Exercise brief>
Answer from the passage below about Hill:
(a) Which attempt at applying to "Drag Race" does Hill say this was?
(b) Where did Hill study theater?
(c) By what age had drag become Hill's full-time job?

Passage>
========================================
While they share a sense of humor, Hill says, “Bosco is very conflict-avoidant. I lean into it.”

Hill says it was his fifth time applying to be on “Drag Race,” which filmed in the Los Angeles region in early summer 2022.

“A lot of my other tapes were like, ‘Do you guys think I’m good enough?’ ” Hill says. “And the tape that I submitted [last] year was very much like, ‘You guys know that your show will be better if I’m on it, right?’ ”

Hill grew up in Houston, Texas, and studied theater at Southern Methodist University in Dallas.

His family moved to Seattle in 2011 and Hill did, too, after graduating from college. While he did some work in theater, he quickly “started noticing that I was making 10 times as much doing drag as I was doing theater. So it’s like, well, let me just put all of my energy into drag and see what that does for me. By the time I was 25, it was my full-time job.”

Hill says the conception of Irene as an alien developed over time.

“Growing up in Texas, I was very visibly queer from a young age and found myself socially ostracized. I always felt like there was something that everybody else in my social group got that I just didn’t,” he says. “That made me feel like I was from another planet.”

Hill started spending more time alone, watching sci-fi movies (“Star Wars,” “Alien,” “Star Trek”), which became his escape.
========================================
Given information>
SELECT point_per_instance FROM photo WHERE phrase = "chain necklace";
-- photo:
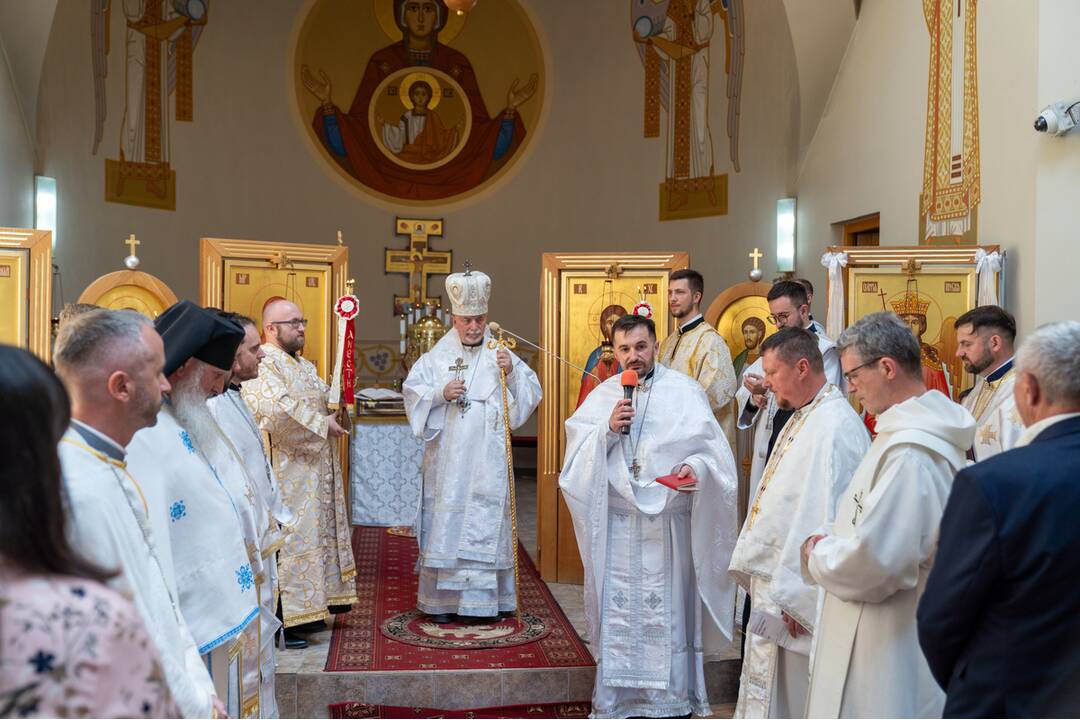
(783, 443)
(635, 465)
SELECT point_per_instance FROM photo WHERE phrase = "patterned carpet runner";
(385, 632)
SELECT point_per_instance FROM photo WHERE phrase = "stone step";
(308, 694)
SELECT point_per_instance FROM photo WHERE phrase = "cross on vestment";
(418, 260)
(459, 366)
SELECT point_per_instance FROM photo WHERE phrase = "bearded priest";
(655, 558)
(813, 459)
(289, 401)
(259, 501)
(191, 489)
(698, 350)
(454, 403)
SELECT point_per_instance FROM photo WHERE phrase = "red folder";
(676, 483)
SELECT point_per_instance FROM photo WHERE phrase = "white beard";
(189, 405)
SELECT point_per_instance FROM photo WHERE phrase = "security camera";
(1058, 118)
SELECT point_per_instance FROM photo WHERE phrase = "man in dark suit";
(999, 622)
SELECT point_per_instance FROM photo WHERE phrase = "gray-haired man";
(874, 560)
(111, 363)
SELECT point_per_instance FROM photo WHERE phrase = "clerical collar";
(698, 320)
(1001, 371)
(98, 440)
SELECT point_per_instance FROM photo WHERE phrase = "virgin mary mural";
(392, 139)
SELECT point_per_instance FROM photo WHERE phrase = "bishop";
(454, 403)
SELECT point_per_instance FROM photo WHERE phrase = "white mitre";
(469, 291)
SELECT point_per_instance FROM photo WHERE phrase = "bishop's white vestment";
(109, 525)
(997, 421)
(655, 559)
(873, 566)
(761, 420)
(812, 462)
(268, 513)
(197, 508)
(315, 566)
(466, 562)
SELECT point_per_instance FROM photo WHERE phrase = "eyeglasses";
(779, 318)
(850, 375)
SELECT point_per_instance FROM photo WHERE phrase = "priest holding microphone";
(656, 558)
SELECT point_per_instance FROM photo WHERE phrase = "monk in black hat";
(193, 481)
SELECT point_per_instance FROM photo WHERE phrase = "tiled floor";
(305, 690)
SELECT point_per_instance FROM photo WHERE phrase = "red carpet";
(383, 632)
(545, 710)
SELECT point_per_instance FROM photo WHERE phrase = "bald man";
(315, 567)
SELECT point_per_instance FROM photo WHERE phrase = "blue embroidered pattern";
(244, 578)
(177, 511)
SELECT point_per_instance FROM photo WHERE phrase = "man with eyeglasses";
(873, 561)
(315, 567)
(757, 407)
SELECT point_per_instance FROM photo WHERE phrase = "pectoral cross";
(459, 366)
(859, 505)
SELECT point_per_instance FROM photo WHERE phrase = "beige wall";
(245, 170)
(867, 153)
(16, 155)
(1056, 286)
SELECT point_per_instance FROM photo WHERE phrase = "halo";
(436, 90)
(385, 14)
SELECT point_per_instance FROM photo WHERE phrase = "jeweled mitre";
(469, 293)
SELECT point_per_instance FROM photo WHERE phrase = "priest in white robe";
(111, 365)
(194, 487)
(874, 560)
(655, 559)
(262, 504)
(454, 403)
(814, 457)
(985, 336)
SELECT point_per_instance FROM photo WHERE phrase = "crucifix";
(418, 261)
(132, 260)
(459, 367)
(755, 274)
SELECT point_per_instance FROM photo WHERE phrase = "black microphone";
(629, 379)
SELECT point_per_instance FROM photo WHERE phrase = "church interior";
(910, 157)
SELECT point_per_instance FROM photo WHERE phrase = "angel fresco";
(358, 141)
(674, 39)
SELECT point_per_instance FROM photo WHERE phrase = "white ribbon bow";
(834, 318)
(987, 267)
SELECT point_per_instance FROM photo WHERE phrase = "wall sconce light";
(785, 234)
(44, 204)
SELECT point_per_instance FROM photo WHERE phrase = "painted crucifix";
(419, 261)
========================================
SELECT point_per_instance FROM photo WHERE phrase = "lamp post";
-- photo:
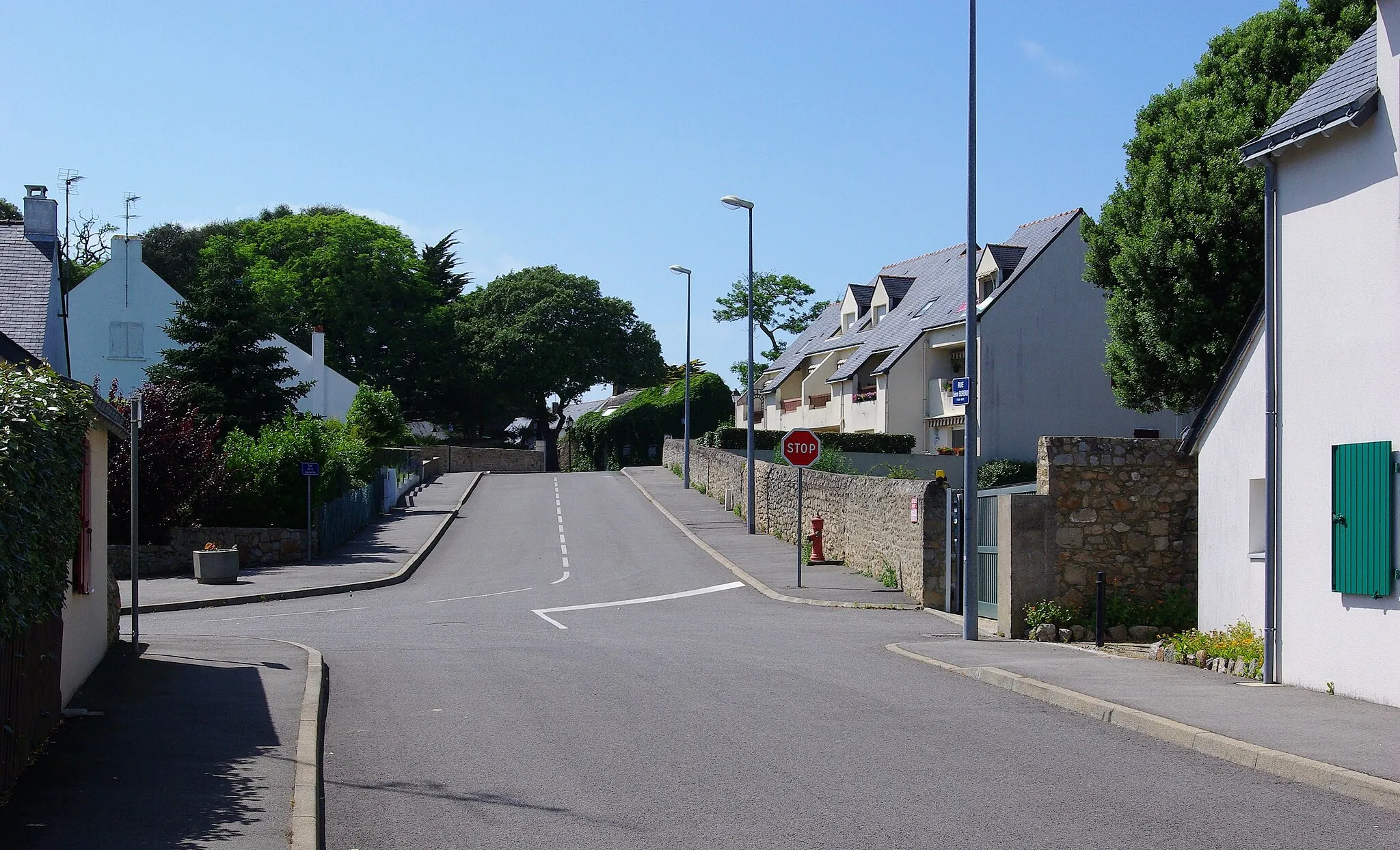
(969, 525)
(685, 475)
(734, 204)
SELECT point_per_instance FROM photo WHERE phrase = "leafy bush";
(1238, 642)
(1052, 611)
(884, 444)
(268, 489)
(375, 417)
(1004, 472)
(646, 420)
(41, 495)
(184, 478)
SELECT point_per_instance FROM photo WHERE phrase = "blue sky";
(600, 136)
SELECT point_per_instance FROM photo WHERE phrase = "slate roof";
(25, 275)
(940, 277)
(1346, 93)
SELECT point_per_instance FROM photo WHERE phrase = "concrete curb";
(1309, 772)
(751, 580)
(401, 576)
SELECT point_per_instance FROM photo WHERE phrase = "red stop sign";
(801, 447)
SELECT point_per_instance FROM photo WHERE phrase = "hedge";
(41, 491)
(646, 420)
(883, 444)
========================================
Answer to this exercise>
(a) His fifth.
(b) Southern Methodist University in Dallas.
(c) 25.